>> start Data listing
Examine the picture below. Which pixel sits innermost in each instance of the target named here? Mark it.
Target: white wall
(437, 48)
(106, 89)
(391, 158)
>> end Data listing
Please rewrite all the data above as a two-column CSV headed input and output, with one row pairing each text with its answer. Put every field in double quotes and replace line breaks with spaces.

input,output
"Examine the picture below. Which pixel sits innermost in each instance of the target named here? Mark it. Target: white wall","(437, 48) (106, 89) (391, 158)"